▸ Extract:
The Good Soldier

George C. Marshall: Statesman, 1945–1959

by Forrest C. Pogue
Viking, 603 pp., $29.95

On November 26, 1945, George Catlett Marshall, retiring as Chief of Staff of the Army, received his only American military decoration of the war, a second oak-leaf cluster to the Distinguished Service Medal that had been awarded to him in 1919. After the brief ceremony in the courtyard of the Pentagon, he thanked President Truman, who had read the citation, commended those who had worked with him in the War Department, and then addressed himself to all of those men and women who had served in the armed forces during the war. Most of them, he said, knew how different, and how fortunate, their own country was compared with the rest of the world, a fact not fully appreciated by their countrymen at home:

Today this nation with good faith and sincerity, I am certain, desires to take the lead in the measures necessary to avoid another world catastrophe, such as you have just endured. And the world of suffering people looks to us for such leadership. Their thoughts, however, are not concentrated alone on this problem. They have the more immediate and terribly pressing concerns—where the mouthful of food will come from, where they will find shelter tonight and where they will find warmth from the cold of winter. Along with the great problem of maintaining the peace we must solve [this] problem…. Neither of these problems can be solved alone. They are directly related, one to the other.

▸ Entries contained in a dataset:

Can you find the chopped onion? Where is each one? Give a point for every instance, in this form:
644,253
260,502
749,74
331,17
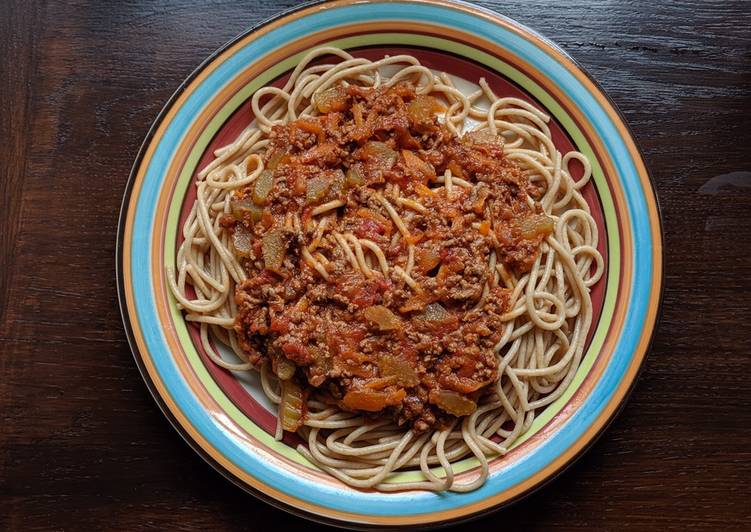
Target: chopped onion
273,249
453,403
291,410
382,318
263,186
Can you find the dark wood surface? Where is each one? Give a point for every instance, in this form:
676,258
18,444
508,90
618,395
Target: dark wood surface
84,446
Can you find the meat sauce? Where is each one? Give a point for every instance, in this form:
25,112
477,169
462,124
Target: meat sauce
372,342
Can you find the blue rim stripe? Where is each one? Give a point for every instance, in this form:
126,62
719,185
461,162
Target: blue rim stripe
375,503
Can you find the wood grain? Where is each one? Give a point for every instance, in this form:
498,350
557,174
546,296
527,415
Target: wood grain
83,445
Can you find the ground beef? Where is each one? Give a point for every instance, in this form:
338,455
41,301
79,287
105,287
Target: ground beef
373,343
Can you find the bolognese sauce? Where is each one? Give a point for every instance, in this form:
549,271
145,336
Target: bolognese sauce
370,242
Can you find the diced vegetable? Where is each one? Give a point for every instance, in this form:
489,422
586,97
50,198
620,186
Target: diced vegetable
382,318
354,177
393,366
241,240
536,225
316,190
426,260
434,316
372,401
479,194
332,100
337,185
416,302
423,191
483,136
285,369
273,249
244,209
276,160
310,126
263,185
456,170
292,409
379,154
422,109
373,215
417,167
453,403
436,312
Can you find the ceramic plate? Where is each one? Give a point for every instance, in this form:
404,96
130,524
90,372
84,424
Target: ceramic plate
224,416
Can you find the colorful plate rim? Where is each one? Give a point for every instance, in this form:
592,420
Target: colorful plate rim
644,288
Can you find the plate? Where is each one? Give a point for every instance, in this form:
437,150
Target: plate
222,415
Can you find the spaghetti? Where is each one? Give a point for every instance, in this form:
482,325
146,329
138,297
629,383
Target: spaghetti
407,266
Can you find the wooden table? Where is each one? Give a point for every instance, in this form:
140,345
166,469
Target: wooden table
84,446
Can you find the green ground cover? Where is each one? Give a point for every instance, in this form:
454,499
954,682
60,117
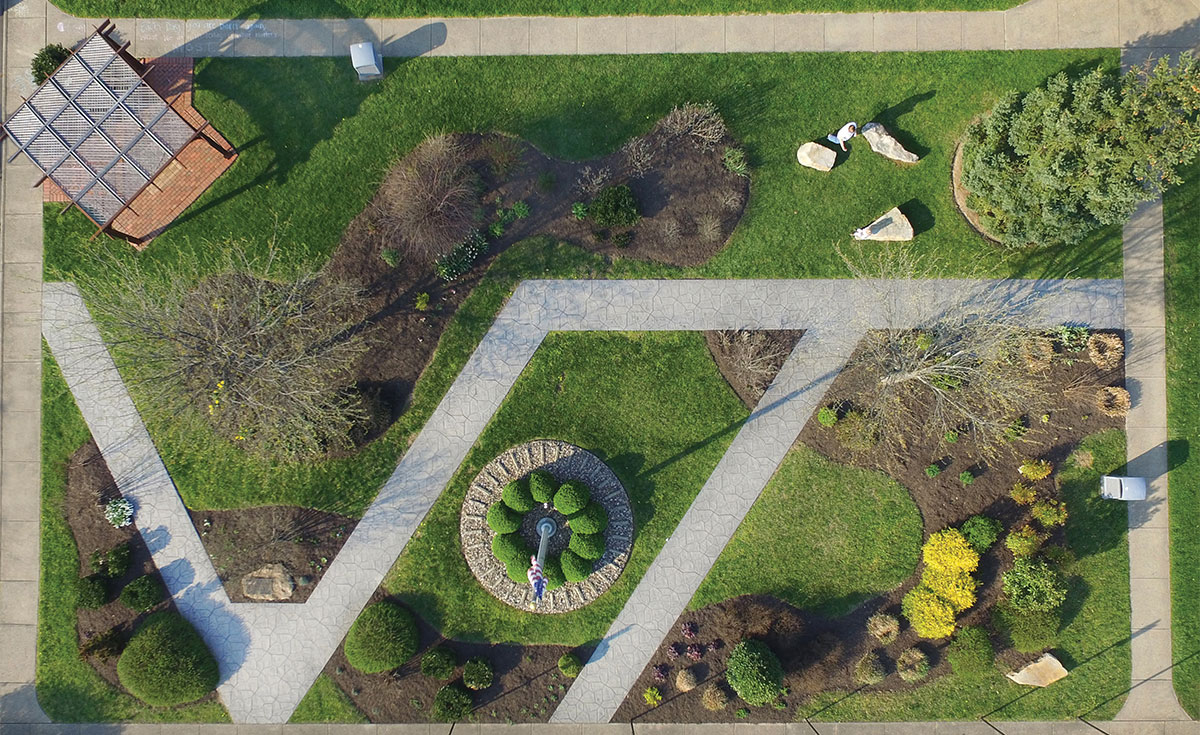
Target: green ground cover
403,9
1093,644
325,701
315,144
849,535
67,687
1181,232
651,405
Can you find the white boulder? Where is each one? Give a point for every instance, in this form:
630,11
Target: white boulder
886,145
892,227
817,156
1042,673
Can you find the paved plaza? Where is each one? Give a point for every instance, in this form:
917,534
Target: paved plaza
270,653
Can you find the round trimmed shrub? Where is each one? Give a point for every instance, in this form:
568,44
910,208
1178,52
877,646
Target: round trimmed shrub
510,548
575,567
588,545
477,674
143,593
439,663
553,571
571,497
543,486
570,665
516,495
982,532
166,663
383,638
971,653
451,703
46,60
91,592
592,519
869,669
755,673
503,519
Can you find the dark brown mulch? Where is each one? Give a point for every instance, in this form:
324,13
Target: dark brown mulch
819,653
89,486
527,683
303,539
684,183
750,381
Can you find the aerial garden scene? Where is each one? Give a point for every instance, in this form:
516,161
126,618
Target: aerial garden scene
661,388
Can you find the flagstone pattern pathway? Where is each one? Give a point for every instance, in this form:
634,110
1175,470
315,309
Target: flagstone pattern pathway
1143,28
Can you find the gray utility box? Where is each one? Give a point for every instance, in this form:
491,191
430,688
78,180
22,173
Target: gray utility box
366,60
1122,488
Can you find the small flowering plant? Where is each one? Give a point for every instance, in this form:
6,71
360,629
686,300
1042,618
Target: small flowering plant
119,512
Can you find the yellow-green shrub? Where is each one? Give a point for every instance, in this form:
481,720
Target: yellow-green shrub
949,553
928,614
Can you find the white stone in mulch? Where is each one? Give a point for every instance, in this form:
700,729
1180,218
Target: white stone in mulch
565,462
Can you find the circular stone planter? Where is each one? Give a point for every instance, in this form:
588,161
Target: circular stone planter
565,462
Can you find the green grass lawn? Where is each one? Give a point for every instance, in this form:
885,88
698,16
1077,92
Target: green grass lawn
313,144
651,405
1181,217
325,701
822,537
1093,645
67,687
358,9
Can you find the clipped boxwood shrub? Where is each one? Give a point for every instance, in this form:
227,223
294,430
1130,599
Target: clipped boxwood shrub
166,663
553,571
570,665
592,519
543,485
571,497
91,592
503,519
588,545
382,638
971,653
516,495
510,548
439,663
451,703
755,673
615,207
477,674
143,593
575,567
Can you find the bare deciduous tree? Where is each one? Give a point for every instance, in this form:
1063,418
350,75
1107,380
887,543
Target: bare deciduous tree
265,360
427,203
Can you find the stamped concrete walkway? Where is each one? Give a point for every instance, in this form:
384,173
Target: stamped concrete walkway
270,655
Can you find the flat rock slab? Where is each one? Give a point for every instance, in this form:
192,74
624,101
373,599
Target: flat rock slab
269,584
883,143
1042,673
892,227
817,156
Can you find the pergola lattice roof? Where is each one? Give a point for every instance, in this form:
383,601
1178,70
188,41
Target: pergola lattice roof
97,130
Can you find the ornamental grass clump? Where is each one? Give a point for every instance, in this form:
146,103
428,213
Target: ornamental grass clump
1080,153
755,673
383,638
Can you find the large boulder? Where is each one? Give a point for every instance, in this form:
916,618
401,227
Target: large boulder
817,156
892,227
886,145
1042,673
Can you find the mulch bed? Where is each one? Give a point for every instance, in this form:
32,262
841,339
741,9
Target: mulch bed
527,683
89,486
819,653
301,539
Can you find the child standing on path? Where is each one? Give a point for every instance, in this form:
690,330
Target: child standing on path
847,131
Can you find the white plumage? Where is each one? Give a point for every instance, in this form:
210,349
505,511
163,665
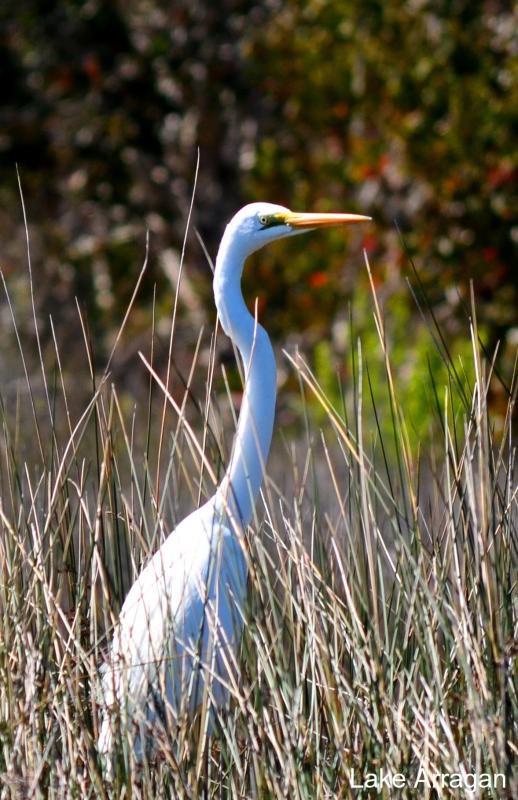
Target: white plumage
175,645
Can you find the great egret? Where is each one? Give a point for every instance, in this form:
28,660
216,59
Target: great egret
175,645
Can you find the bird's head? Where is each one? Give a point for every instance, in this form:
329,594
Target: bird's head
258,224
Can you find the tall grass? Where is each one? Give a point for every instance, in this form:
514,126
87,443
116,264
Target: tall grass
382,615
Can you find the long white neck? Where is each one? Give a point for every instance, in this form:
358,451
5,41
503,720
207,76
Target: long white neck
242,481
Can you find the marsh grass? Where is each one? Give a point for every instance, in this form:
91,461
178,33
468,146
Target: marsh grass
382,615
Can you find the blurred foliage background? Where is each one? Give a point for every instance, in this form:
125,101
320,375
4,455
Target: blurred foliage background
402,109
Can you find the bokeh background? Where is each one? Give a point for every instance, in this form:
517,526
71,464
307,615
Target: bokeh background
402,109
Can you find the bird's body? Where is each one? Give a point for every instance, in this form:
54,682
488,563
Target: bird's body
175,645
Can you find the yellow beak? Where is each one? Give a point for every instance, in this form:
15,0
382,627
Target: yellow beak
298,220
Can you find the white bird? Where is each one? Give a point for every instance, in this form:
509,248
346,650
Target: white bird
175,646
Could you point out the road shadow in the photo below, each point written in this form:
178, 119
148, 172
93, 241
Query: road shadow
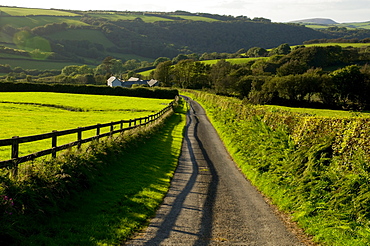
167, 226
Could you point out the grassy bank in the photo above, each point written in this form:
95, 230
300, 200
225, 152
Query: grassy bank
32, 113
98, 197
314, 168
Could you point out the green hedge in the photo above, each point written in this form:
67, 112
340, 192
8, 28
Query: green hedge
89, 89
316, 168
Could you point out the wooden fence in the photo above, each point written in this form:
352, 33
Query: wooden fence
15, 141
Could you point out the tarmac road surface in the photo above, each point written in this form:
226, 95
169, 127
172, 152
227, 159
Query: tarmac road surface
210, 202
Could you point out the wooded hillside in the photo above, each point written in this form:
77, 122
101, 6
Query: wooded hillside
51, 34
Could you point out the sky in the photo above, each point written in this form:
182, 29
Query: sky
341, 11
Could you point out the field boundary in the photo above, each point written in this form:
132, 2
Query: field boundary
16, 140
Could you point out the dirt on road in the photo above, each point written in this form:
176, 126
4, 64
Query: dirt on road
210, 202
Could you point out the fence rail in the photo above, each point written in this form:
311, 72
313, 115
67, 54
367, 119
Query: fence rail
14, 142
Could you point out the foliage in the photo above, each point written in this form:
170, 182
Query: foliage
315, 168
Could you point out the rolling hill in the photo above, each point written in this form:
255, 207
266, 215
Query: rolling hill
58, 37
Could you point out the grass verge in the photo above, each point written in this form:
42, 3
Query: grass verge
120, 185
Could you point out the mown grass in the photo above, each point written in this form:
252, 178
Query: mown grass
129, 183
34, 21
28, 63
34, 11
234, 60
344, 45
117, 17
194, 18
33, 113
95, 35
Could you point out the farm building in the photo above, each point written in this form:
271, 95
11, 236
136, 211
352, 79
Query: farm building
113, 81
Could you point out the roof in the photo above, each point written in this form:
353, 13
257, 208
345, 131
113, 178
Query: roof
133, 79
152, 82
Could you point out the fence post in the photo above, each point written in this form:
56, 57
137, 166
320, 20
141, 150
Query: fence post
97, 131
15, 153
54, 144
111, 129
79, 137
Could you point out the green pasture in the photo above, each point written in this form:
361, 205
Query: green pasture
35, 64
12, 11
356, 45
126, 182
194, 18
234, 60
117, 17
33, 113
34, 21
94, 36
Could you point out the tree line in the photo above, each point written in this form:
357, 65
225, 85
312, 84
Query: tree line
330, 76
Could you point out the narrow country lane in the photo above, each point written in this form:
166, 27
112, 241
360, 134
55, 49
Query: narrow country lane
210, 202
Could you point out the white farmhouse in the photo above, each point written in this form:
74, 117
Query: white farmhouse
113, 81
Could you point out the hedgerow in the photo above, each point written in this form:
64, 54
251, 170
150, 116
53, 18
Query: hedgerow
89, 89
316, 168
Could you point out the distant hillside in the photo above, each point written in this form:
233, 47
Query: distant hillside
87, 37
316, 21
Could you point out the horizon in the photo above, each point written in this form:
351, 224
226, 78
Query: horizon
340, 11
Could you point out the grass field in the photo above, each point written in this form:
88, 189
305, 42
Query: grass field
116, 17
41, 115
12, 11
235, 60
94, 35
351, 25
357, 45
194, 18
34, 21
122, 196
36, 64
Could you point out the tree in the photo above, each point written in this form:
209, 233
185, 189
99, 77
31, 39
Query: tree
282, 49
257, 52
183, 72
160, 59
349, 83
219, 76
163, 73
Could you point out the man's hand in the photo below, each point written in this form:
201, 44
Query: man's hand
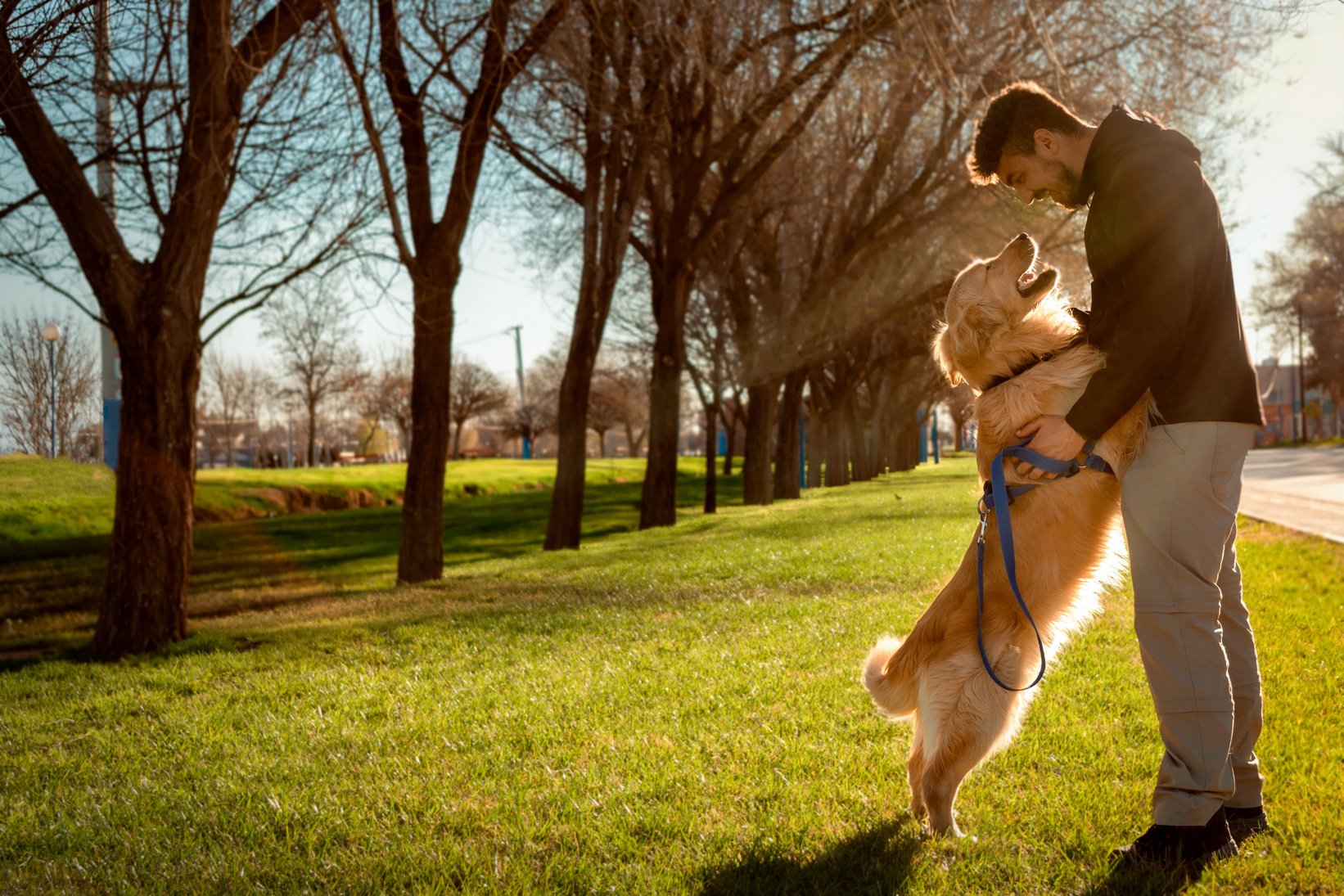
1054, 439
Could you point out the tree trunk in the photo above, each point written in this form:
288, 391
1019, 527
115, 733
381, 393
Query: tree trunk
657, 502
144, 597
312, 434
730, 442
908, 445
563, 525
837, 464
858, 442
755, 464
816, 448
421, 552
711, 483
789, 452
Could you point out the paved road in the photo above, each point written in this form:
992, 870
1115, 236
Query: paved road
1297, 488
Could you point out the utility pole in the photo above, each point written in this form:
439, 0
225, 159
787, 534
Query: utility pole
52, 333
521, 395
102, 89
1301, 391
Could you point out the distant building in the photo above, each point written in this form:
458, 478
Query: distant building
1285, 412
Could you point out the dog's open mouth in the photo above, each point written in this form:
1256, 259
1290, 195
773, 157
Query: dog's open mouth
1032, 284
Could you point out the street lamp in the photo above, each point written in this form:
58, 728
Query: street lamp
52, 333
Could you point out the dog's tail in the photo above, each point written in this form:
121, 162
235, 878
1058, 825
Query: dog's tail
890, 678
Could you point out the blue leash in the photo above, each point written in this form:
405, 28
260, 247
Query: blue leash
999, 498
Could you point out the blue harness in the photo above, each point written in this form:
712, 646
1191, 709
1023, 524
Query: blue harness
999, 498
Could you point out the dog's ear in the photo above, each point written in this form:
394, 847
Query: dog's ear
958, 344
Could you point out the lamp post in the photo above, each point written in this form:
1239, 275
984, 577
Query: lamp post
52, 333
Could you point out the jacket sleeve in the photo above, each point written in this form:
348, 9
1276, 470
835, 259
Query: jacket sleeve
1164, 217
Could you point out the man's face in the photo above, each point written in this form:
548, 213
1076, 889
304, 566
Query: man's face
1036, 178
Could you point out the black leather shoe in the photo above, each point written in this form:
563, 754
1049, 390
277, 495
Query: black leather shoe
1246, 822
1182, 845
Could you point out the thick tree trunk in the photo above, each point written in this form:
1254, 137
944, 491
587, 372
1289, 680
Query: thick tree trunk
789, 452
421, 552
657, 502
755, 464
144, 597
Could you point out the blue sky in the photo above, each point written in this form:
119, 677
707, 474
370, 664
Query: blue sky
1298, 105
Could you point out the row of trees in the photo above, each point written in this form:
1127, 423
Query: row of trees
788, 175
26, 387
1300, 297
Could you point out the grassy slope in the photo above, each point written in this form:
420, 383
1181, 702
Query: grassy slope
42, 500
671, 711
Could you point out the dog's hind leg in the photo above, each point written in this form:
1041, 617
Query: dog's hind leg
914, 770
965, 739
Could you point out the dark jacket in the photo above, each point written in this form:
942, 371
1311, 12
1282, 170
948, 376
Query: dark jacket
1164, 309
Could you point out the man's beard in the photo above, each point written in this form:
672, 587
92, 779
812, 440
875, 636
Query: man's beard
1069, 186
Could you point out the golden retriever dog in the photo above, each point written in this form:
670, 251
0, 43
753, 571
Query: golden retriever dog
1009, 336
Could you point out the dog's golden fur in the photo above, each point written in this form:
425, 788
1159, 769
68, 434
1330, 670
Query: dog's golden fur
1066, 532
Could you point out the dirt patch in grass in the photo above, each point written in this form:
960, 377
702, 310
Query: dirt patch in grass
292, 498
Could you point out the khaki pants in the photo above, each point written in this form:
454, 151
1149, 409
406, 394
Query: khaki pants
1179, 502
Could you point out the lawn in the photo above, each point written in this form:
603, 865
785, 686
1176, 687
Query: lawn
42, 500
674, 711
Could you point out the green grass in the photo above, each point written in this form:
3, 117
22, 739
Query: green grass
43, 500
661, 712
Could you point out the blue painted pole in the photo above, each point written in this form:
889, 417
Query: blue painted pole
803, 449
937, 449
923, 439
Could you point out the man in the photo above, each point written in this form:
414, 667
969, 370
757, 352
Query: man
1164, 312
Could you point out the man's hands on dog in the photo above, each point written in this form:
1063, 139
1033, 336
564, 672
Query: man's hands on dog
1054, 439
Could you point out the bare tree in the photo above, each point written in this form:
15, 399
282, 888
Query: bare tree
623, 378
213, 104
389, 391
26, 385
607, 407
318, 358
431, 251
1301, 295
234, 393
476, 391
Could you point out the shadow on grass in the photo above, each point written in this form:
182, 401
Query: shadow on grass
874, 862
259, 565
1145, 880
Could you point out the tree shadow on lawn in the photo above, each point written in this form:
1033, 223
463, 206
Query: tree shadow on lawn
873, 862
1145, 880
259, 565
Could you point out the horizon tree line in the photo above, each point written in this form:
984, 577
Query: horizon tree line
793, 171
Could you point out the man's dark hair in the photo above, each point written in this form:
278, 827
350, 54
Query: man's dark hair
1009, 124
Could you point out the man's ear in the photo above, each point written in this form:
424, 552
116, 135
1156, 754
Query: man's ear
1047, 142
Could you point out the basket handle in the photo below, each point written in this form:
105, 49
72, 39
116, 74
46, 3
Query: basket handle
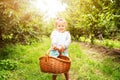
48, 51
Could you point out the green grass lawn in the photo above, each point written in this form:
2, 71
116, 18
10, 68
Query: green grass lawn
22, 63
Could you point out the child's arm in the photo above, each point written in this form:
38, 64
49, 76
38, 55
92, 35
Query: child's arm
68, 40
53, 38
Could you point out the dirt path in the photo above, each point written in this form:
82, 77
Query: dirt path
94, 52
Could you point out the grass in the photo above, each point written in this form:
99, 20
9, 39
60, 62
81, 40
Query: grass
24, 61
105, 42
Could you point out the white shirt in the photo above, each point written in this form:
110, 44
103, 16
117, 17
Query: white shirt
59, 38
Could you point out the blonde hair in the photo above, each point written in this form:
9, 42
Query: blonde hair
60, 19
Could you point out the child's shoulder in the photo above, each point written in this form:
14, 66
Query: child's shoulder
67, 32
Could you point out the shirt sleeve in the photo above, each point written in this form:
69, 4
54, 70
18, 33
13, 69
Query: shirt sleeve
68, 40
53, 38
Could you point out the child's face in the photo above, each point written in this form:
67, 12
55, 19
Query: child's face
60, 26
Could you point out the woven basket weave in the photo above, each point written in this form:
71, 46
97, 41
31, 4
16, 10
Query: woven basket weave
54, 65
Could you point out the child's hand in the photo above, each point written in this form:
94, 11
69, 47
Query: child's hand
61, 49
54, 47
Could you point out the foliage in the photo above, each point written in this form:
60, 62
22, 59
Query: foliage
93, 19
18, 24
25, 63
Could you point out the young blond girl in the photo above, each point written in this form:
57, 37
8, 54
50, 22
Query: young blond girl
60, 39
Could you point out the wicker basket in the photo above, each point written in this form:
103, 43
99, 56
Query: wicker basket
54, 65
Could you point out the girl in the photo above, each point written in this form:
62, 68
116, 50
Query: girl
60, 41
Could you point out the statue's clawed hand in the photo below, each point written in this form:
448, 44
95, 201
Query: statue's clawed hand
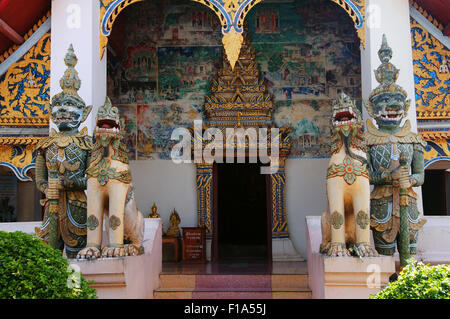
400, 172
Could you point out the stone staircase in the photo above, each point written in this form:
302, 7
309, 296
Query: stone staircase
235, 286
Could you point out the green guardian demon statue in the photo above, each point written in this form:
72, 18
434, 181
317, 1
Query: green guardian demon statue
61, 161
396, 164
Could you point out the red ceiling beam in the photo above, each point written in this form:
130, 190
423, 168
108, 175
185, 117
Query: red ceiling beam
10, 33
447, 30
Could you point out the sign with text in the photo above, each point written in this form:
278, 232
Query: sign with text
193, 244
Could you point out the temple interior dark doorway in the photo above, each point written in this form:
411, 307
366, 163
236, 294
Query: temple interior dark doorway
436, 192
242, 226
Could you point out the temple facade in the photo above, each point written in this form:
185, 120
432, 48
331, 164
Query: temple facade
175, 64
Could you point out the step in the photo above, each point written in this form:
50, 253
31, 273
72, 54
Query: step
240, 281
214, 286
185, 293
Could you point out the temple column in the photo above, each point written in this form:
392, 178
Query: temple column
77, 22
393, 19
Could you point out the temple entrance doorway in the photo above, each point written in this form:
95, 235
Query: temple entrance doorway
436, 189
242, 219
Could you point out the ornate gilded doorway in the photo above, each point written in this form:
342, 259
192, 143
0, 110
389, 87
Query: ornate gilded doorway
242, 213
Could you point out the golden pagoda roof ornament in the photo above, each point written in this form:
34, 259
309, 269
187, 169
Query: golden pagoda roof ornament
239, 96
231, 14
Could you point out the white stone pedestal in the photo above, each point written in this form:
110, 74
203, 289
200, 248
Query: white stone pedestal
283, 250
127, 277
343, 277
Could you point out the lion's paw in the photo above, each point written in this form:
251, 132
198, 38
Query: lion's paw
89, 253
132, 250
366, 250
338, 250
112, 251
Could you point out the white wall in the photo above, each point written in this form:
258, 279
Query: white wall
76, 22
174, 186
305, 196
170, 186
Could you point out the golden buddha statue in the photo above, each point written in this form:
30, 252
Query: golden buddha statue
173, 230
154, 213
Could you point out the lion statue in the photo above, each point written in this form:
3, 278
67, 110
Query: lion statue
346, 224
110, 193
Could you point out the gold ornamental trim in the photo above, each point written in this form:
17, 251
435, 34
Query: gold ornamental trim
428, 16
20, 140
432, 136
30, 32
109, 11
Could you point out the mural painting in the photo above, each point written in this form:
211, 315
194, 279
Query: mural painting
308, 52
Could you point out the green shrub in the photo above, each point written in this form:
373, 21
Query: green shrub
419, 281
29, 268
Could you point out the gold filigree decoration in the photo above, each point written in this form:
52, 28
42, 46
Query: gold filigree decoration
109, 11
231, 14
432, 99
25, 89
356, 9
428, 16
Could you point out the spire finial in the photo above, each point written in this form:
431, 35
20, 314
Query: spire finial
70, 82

▸ Task objective:
Retype the part of the Marshall review between "Today this nation" and "to the other.", inclusive. The entries aren't needed for anything here.

▸ Right answer:
Today this nation with good faith and sincerity, I am certain, desires to take the lead in the measures necessary to avoid another world catastrophe, such as you have just endured. And the world of suffering people looks to us for such leadership. Their thoughts, however, are not concentrated alone on this problem. They have the more immediate and terribly pressing concerns—where the mouthful of food will come from, where they will find shelter tonight and where they will find warmth from the cold of winter. Along with the great problem of maintaining the peace we must solve [this] problem…. Neither of these problems can be solved alone. They are directly related, one to the other.